====== DATA

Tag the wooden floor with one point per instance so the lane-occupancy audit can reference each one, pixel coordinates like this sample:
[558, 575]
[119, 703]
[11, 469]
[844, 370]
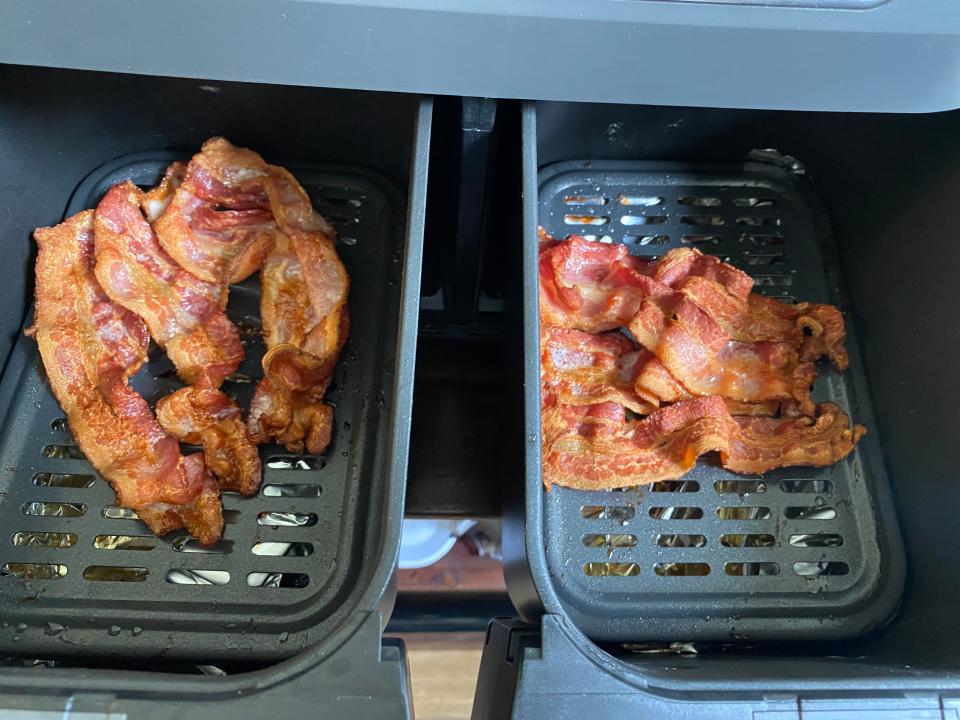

============

• **WHAT THE TASK REQUIRES**
What the records say must be written out exactly, with none of their pictures.

• **THE ANSWER**
Tag the wooden floor with one point per instance so the lane-occupancy audit can reference each one, pixel coordinates like this sample:
[558, 575]
[119, 703]
[11, 469]
[844, 370]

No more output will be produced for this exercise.